EXERCISE:
Starting at the line that contains "# emits one", please transcribe every line through the end of the entries, exactly and with no pictures.

SOURCE INFORMATION:
=======
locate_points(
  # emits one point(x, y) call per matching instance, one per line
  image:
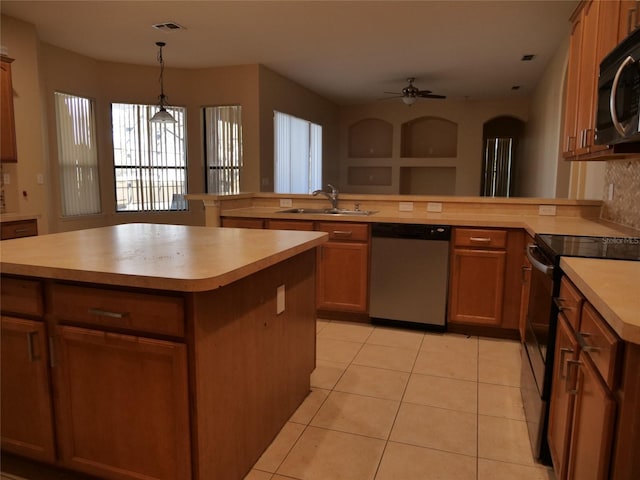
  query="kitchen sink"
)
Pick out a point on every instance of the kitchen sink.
point(327, 211)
=======
RESPONSE:
  # emits one point(x, y) call per matching instance, one per line
  image:
  query="kitchen sink"
)
Pick out a point on every instance of the kitchen sink.
point(327, 211)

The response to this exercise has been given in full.